→ **Short exercise**
List each line of the records below that contains the word "white".

[START Given records]

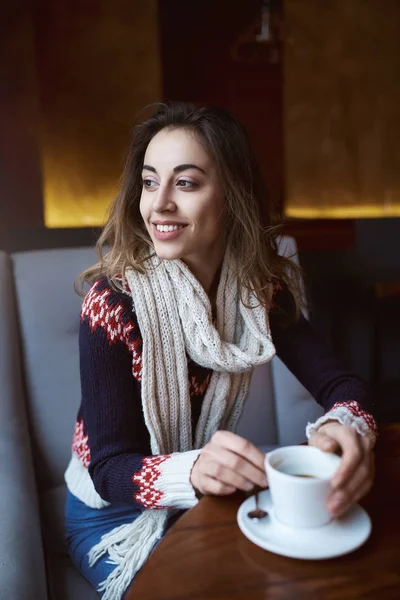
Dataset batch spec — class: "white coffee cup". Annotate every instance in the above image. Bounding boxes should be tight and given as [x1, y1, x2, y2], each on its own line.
[265, 446, 340, 527]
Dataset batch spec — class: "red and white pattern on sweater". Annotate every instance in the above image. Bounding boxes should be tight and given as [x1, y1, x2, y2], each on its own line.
[81, 283, 142, 381]
[72, 420, 90, 469]
[132, 454, 171, 509]
[326, 400, 378, 436]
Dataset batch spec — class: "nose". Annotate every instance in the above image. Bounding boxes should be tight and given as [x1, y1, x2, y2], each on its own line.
[153, 185, 176, 212]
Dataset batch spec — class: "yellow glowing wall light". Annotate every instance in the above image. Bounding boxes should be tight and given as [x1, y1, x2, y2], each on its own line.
[44, 180, 117, 229]
[284, 202, 400, 219]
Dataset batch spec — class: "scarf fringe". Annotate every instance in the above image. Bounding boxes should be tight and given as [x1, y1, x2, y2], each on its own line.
[88, 510, 168, 600]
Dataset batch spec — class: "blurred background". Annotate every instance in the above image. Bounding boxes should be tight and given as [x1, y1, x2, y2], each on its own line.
[0, 0, 400, 421]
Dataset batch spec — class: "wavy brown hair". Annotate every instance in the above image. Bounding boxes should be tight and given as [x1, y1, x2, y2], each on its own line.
[75, 102, 302, 313]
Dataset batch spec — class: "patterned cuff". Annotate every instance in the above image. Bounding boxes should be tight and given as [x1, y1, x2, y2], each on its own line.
[306, 400, 378, 445]
[132, 450, 200, 509]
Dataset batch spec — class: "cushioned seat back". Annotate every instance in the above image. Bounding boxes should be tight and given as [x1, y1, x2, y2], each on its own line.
[12, 248, 96, 489]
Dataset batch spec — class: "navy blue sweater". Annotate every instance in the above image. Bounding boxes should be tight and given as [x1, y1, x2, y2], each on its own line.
[72, 278, 375, 508]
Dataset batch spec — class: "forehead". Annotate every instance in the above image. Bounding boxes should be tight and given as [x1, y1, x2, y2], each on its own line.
[144, 129, 212, 166]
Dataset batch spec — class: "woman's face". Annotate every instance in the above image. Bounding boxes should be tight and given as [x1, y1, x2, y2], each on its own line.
[140, 129, 224, 272]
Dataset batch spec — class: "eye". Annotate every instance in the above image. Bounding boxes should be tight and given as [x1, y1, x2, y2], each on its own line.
[176, 179, 197, 189]
[142, 179, 157, 189]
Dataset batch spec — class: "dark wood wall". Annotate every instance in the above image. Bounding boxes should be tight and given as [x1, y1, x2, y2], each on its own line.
[0, 0, 283, 250]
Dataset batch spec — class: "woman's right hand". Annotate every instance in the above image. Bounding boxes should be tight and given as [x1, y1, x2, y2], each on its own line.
[190, 431, 268, 496]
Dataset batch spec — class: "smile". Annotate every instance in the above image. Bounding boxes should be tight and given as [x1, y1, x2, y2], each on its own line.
[156, 225, 185, 232]
[153, 223, 186, 241]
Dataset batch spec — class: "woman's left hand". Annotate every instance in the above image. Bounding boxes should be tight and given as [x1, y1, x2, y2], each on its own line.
[308, 421, 375, 517]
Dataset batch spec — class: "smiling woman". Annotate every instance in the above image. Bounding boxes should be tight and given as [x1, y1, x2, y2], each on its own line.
[140, 129, 225, 292]
[65, 103, 376, 600]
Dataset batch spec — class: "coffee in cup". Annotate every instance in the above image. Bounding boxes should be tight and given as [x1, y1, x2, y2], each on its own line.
[265, 446, 340, 528]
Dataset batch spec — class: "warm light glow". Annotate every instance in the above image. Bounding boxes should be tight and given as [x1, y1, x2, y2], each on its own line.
[44, 178, 117, 228]
[285, 204, 400, 219]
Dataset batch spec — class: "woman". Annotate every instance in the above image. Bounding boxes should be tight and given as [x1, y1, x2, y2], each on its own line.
[66, 103, 376, 600]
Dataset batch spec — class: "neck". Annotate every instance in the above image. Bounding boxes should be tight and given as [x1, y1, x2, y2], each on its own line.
[184, 250, 222, 302]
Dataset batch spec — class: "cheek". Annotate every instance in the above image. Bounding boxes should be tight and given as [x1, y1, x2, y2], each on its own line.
[139, 194, 149, 223]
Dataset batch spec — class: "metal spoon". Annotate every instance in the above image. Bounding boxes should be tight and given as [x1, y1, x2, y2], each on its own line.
[247, 488, 268, 521]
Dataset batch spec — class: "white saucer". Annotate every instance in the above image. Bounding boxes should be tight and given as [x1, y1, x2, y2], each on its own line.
[237, 490, 371, 560]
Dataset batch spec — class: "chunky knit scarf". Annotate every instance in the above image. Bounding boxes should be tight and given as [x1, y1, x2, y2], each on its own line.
[89, 253, 275, 600]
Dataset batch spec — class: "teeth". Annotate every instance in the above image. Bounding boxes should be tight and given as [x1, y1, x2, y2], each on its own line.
[156, 225, 184, 233]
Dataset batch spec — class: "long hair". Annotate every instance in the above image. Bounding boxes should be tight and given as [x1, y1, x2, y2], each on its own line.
[75, 102, 302, 313]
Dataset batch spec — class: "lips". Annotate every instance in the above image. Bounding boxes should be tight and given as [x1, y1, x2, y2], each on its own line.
[152, 221, 187, 241]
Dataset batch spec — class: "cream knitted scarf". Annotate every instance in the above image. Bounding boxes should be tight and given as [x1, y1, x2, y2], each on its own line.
[89, 253, 275, 600]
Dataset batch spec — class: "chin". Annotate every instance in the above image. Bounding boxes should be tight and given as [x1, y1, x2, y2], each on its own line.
[154, 244, 182, 260]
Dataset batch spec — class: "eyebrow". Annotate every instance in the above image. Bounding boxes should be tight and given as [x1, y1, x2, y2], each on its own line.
[142, 163, 206, 175]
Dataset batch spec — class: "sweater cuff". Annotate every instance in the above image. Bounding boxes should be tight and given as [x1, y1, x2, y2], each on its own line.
[132, 450, 200, 509]
[306, 400, 378, 446]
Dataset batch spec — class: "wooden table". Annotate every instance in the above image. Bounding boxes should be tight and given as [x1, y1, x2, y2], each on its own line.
[127, 423, 400, 600]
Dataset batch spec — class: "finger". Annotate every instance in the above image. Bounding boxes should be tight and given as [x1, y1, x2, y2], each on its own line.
[308, 431, 340, 452]
[211, 431, 265, 473]
[331, 426, 365, 488]
[206, 461, 254, 492]
[328, 479, 373, 518]
[199, 475, 236, 496]
[328, 454, 375, 512]
[204, 443, 268, 491]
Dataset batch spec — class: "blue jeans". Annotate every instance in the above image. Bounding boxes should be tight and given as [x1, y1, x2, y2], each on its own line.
[65, 491, 182, 589]
[65, 491, 142, 589]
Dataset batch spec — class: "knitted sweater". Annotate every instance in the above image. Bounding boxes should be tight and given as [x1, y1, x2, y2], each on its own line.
[65, 278, 376, 509]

[END Given records]

→ **Expected output**
Dataset batch spec — class: "white coffee cup". Annotate every instance in the above image. Bounding boxes should be tight and given as [x1, y1, x2, y2], each on its own line.
Dataset batch spec — class: "red and white pattern on sweater". Annotate every instance in the above image. Bounding boxes should be tight and given as [x1, y1, x2, y2], each on its own line.
Dataset batch spec — class: "white saucer". Annotate every instance in the above image. Bounding boxes should be tight and given as [x1, y1, x2, y2], each on its own line.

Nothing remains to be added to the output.